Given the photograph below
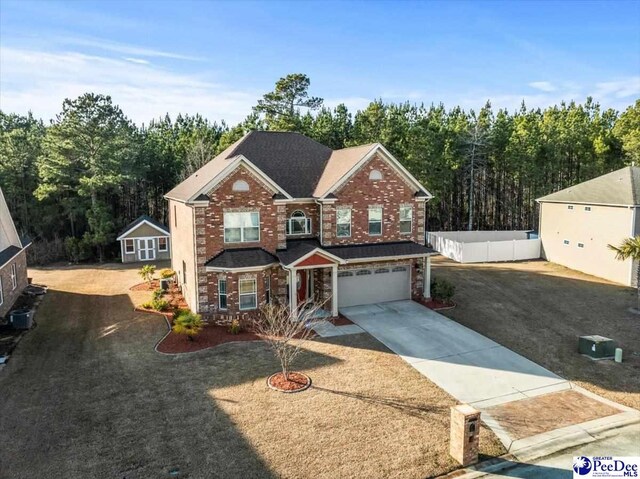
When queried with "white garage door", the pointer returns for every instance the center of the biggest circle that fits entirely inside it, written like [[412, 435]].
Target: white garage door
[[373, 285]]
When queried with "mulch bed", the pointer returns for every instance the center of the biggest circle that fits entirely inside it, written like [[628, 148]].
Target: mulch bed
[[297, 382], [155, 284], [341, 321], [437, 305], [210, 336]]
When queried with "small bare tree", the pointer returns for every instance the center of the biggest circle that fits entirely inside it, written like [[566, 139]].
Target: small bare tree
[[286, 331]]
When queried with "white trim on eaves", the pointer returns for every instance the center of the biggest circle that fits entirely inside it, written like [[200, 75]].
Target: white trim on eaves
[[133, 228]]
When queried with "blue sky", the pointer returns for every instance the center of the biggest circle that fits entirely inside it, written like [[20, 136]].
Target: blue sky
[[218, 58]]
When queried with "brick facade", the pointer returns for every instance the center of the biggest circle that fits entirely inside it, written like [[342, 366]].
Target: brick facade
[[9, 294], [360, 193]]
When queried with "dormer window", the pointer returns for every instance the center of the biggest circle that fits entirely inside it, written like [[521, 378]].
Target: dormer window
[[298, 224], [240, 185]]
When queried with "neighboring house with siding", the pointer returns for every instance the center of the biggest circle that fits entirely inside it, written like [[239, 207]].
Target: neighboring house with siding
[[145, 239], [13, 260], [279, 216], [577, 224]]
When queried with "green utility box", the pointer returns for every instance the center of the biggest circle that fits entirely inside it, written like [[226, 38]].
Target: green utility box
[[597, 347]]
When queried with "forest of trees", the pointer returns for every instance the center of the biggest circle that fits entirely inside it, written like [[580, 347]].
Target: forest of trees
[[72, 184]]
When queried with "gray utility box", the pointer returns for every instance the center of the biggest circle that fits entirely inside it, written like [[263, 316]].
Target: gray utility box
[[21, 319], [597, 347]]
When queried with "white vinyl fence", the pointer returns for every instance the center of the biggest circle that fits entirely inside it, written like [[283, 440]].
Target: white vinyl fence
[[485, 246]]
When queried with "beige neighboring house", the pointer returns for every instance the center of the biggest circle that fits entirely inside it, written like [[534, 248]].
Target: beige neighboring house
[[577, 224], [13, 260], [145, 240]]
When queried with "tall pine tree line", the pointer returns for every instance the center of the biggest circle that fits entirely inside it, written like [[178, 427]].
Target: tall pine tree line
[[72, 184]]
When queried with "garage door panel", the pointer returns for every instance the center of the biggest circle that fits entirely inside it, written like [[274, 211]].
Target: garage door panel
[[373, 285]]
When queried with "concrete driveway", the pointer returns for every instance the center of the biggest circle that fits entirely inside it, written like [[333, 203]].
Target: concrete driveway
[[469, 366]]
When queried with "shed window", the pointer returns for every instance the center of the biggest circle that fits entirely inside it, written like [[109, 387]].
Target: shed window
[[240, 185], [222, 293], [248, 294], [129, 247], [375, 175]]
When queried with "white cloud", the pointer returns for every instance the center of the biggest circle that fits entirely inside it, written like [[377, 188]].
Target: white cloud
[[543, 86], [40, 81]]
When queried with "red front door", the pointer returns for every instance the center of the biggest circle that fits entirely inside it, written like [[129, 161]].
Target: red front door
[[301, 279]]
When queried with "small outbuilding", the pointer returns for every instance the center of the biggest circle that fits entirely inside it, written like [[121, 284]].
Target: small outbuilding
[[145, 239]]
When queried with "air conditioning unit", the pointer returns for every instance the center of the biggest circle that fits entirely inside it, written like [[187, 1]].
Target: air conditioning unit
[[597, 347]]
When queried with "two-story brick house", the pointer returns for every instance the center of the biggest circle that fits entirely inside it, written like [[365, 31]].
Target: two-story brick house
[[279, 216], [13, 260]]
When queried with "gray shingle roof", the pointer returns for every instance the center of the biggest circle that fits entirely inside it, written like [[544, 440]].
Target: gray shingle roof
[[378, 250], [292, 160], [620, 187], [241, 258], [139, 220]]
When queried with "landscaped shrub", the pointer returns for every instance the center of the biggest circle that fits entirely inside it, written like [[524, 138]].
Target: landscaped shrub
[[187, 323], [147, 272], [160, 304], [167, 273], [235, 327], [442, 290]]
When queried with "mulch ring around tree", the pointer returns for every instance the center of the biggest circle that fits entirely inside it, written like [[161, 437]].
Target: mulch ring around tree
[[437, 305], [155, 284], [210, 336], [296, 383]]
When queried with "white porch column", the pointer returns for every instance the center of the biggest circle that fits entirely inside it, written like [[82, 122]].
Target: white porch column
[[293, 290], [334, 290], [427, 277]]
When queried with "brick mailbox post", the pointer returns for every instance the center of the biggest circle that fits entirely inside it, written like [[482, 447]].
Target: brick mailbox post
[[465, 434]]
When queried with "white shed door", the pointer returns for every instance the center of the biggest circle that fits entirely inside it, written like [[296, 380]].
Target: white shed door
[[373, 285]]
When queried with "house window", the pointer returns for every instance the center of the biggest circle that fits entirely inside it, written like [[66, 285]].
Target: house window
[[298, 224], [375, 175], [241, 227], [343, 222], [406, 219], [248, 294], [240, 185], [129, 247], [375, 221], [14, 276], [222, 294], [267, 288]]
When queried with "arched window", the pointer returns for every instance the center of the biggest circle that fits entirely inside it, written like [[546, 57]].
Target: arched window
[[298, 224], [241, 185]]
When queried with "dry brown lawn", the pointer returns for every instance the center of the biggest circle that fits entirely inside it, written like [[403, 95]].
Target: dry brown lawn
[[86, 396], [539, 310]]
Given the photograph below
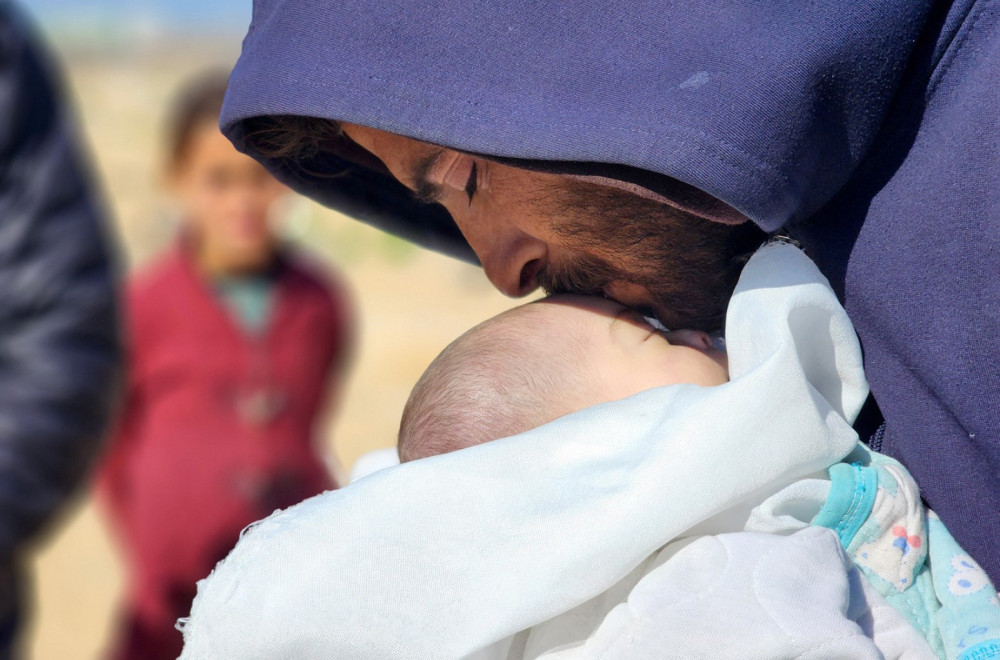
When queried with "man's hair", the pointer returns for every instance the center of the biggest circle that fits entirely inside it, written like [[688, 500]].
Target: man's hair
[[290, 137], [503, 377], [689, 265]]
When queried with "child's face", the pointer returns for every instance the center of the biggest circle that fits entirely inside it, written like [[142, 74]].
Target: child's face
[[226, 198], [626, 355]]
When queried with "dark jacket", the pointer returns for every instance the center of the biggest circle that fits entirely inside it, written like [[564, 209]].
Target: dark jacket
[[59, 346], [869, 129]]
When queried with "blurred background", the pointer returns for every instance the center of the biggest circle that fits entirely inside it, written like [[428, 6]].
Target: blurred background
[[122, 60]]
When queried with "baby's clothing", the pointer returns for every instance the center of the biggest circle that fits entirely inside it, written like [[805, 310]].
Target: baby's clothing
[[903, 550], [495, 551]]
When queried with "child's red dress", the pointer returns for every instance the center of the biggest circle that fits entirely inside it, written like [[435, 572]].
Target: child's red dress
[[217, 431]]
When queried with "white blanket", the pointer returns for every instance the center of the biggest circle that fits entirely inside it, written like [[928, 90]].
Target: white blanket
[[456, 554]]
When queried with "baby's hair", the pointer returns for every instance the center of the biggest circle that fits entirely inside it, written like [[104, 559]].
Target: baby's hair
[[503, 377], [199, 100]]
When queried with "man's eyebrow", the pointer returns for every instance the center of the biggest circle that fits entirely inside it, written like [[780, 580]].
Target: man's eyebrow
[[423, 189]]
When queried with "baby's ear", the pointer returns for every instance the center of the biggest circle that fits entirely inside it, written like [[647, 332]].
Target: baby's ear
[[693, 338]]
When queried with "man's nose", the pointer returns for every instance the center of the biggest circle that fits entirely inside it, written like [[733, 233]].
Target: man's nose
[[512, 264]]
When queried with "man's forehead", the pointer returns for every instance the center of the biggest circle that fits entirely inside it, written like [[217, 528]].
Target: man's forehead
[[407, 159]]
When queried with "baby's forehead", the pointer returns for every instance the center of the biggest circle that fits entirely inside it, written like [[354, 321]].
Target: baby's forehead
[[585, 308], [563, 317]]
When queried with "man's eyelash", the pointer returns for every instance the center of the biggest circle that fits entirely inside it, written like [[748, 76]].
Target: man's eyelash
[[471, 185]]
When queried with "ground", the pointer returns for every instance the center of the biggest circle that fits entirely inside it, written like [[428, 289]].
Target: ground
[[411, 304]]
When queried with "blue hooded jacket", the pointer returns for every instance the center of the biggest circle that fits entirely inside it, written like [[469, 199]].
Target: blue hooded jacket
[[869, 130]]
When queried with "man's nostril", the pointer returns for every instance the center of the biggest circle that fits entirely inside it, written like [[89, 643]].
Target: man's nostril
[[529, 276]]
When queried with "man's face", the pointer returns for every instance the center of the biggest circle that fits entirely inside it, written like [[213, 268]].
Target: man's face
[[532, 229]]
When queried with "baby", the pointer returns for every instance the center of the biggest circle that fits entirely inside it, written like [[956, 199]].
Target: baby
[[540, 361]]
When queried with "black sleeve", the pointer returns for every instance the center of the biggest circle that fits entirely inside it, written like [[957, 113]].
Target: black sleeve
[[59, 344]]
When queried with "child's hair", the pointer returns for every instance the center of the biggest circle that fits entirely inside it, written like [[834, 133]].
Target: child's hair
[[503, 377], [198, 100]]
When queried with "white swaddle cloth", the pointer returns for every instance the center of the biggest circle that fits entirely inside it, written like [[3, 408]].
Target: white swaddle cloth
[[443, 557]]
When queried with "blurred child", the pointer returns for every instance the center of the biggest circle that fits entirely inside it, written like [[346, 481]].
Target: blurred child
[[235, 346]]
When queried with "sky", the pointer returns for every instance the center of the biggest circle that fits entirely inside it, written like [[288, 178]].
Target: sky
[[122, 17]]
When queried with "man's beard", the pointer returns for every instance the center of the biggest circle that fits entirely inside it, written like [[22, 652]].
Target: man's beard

========

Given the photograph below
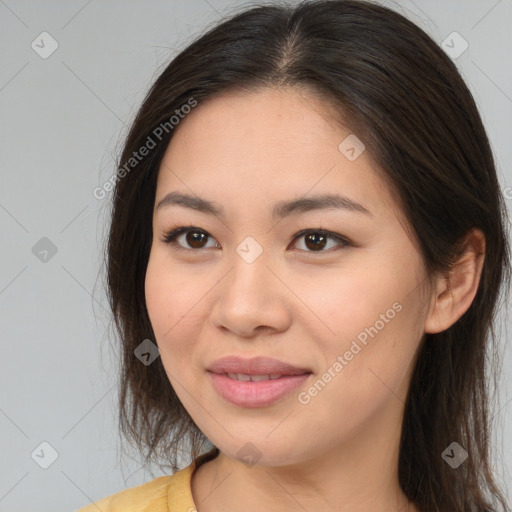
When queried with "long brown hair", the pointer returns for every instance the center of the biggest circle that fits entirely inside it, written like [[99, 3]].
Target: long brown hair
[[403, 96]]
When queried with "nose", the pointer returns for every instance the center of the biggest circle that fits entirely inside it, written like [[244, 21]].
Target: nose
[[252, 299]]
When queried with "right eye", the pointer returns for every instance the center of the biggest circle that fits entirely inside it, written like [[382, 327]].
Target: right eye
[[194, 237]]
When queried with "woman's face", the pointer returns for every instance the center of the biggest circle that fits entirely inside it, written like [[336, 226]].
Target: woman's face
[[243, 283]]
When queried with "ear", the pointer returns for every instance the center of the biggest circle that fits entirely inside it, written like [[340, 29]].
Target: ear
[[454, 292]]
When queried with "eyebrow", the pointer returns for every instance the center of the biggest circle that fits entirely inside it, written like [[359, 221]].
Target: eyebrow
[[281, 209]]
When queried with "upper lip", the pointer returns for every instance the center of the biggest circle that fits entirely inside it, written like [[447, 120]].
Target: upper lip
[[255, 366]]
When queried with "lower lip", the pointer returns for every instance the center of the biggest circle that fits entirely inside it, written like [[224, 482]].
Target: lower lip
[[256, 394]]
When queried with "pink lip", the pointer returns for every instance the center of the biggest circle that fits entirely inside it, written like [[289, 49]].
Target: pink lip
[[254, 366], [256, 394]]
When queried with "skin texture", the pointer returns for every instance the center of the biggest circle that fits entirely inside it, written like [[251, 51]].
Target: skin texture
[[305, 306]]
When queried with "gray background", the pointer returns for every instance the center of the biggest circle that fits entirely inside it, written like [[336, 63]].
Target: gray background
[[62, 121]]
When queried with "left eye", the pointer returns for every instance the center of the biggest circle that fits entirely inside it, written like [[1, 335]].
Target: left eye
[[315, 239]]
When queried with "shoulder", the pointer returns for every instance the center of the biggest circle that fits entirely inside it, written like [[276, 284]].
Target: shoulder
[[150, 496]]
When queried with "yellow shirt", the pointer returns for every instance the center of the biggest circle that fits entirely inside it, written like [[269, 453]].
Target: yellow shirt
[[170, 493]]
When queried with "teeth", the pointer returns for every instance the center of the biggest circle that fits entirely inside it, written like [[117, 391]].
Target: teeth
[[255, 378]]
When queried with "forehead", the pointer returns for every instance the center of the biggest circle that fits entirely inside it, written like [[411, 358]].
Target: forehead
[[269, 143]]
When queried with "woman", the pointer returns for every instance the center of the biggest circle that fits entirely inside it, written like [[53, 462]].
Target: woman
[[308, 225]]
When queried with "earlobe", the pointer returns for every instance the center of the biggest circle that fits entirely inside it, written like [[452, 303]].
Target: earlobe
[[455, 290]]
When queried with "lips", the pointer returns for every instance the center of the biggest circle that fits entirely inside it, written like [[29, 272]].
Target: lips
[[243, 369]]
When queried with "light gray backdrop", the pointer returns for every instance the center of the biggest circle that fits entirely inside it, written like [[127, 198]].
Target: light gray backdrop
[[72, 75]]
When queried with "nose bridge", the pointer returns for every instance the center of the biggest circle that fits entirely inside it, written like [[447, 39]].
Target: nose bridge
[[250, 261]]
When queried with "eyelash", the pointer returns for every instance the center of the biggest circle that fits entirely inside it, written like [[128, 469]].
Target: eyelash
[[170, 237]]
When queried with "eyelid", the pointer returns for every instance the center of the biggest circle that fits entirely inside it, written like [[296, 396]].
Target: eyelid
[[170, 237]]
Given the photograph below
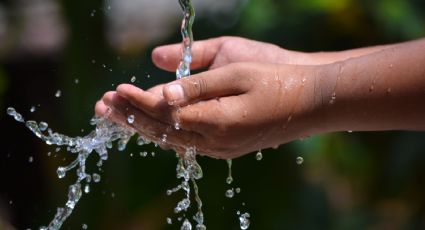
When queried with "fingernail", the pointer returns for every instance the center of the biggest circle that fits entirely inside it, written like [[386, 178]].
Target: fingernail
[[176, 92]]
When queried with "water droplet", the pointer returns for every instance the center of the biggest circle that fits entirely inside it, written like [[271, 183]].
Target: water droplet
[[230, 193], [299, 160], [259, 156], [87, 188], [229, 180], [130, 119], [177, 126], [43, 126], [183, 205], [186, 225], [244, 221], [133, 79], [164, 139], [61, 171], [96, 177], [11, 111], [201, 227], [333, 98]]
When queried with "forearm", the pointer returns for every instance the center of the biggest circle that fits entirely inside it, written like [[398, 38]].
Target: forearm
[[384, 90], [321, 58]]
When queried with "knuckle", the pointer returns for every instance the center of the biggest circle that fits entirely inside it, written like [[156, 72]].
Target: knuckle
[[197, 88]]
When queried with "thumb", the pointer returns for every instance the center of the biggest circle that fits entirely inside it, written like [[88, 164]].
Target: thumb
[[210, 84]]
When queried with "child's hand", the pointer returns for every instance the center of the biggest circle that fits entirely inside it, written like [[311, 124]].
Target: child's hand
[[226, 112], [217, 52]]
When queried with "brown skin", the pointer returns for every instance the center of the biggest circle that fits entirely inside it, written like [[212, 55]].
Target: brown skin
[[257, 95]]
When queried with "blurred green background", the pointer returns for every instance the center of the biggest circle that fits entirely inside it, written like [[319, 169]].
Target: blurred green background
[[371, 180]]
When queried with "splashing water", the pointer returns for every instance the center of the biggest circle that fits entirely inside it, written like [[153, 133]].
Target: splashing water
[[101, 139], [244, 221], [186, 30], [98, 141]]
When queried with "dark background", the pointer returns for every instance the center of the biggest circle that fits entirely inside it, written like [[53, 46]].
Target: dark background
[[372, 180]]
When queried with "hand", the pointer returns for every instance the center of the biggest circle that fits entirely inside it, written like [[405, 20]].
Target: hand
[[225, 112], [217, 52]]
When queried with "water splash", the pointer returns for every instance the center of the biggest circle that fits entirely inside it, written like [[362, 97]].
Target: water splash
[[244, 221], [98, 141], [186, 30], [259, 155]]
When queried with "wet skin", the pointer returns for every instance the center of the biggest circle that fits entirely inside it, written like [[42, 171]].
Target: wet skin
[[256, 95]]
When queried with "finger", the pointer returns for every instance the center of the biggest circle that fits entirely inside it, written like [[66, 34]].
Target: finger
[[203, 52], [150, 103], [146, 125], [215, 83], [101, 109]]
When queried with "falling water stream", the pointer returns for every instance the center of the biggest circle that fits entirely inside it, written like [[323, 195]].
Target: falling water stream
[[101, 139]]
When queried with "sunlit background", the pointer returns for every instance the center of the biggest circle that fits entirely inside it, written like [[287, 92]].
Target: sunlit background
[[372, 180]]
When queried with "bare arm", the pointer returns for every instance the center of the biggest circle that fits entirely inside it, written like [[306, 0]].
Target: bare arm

========

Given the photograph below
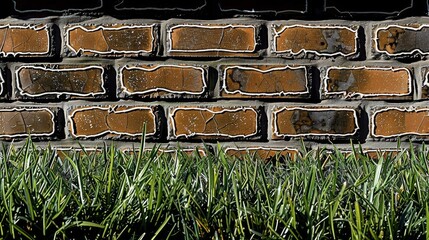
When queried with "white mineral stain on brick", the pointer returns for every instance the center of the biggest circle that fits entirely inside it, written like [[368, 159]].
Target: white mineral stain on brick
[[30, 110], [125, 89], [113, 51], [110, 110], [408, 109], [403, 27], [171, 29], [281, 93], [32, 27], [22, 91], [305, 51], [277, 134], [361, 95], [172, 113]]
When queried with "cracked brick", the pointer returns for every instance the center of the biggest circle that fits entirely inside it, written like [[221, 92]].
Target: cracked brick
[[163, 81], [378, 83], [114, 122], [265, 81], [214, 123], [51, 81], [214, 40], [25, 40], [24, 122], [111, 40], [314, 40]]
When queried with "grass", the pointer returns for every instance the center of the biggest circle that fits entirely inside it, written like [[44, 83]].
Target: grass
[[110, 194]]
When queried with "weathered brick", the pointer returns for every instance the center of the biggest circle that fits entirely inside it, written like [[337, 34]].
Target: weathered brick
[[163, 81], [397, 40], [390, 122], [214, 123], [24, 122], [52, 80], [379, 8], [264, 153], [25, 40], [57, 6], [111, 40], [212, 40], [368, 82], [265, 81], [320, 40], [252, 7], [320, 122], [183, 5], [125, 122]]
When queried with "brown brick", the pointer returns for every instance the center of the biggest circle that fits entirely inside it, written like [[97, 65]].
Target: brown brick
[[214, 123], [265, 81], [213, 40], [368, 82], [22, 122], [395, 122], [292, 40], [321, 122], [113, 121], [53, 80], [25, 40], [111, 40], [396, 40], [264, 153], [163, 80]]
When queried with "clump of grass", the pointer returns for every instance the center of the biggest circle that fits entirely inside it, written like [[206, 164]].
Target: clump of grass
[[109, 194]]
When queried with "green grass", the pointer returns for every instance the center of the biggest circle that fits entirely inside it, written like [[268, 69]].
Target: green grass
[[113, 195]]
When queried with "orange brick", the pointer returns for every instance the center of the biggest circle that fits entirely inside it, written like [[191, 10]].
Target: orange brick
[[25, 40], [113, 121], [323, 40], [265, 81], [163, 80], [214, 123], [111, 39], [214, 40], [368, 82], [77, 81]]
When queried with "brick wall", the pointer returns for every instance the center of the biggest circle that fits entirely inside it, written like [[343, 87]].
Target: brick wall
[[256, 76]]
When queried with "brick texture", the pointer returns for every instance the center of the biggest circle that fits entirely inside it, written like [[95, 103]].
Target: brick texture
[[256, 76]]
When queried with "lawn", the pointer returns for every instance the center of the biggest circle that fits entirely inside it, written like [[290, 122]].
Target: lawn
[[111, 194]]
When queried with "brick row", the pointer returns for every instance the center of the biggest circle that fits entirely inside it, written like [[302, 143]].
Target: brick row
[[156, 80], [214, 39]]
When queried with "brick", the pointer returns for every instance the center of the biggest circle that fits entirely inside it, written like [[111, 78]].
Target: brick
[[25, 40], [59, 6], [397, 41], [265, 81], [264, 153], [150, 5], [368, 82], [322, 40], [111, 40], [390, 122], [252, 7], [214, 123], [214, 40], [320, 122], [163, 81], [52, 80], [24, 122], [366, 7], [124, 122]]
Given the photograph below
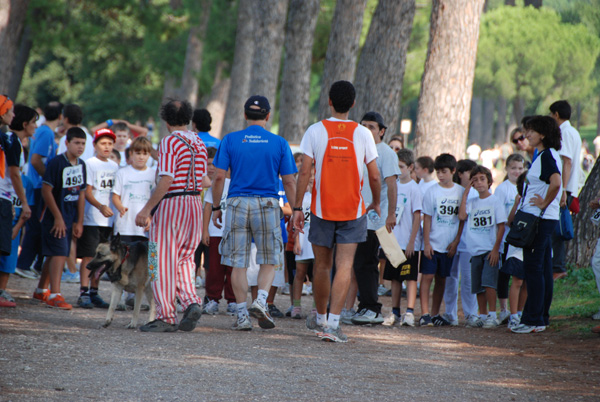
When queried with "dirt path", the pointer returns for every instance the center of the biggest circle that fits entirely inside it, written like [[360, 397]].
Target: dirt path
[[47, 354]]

========

# EXERCISE DETAILS
Report the number of lines in the material above that include the string "beard". Nothing else belongs in the answer.

# COMPLETED TASK
2